▸ Exercise description
Could you continue the forum thread about buying an affordable bow from the point where it stops?

▸ Source text
########

# Affordable Bow



## Roadlesshunter (Mar 2, 2012)

If you had $300 to 500 to spend at Cabelas what bow would you buy.


----------



## brendo (Sep 10, 2013)

A used one off of archery talk or ksl







But seriously look into that option you can get some good used bows out there. I bought mine earlier this year off of archery talk


----------



## Groganite (Nov 14, 2012)

Ive got a brand new Samick Sage #50 recurve i'd sell you for $100..thats 50 off retail..


----------



## manysteps (Sep 28, 2009)

Starter bows, can't beat the Diamond Infinite Edge... it's a TON of bow for a minuscule $350. (leaves room in the budget for a bit better site than what comes with it, not to mention release, stabilizers, arrows, etc)


----------



## brendo (Sep 10, 2013)

Also if you are set on new I would just go to cabelas or better yet a pro shop and tell them you're price range and shoot a bunch of bows and see which one you feel most comfortable with. Are you a beginner and Is this your first bow?


----------



## manysteps (Sep 28, 2009)

You're better off hitting a local archery shop than Cabelas anyway... go somewhere that the guy helping you knows what he's talking about.


----------



## polarbear (Aug 1, 2011)

Sportsman's has quite a few bows on sale in your price range... mostly PSE and Bear.


----------



## colorcountrygunner (Oct 6, 2009)

If you didn't cap it at $500 I was gonna suggest the bow I picked up to start with last year: The Diamond Outlaw. But hell, once you buy your case, field points, broad heads, release, targets, string wax, arrows, bow shop services, etc., etc., etc., what's another measly $50? Of course when I decided I wanted to take up bow hunting, my wife decided that if I was gonna do it, she was gonna do it. So, take all the expenses I just listed to get you up and running for your first archery hunt and give it a double whammy! OUCH!!! :shock:

But yeah, there are plenty of good choices for bows in the price range you just listed. As another poster just mentioned, the majority of the bows you will be looking at in that price range will be from Bear and PSE. My wife's little $400 ready-to-hunt package Bear Homewrecker has so far killed two fantastic bucks in her first two years hunting with it. You don't need a $1,000 bow for a good hunting tool.


----------



## manysteps (Sep 28, 2009)

########

▸ Data block
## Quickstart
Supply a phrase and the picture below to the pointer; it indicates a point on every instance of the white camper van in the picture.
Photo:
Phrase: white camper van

########

▸ Answer to the exercise
The bow doesn't make the shooter, though the right equipment helps. (I guess because I haven't even started shooting the new-to-me PSE that I bought, but I've managed to improve my shooting 10 fold just concentrating on form)


----------



## Bo0YaA (Sep 29, 2008)

Right now Cabelas has their bow which is called the Regulator, fully loaded for $469.00. It normally runs $549.00. I would suggest staying away from used bows for a first bow.


----------



## alpinebowman (Sep 24, 2007)

I would advise against the infinite edge if you are full grown and your draw length won't change. They are not very optimal for performance and can be tough to tune well. Any of the large range starter bows will never really give you what even a low end standard bow will give you.

And I agree with the archerytalk/ksl recomondations. You can find some very nice bows in your price range.


----------



## nelsonccc (Jul 8, 2014)

I got mine from HunterFriend.com. It was set up to my exact specifications and it's perfect. I shoot about 70 arrows a weekend and have yet ot have an issue with it. It came with everything I needed to hunt. I got the PSE Stinger and may upgrade the site and stabilizer now that I've had it for a year.


----------



## cc6565 (Feb 6, 2012)

I love my PSE Stinger 3G $399 fully loaded


----------



## bkelz (Dec 3, 2010)

polarbear said:


> Sportsman's has quite a few bows on sale in your price range... mostly PSE and Bear.


I dont get to much into the nitty gritty, but both of these bows are superb for what you pay for! Currently i use a PSE brute x. does everything i ask it too. skull camo works looks great too!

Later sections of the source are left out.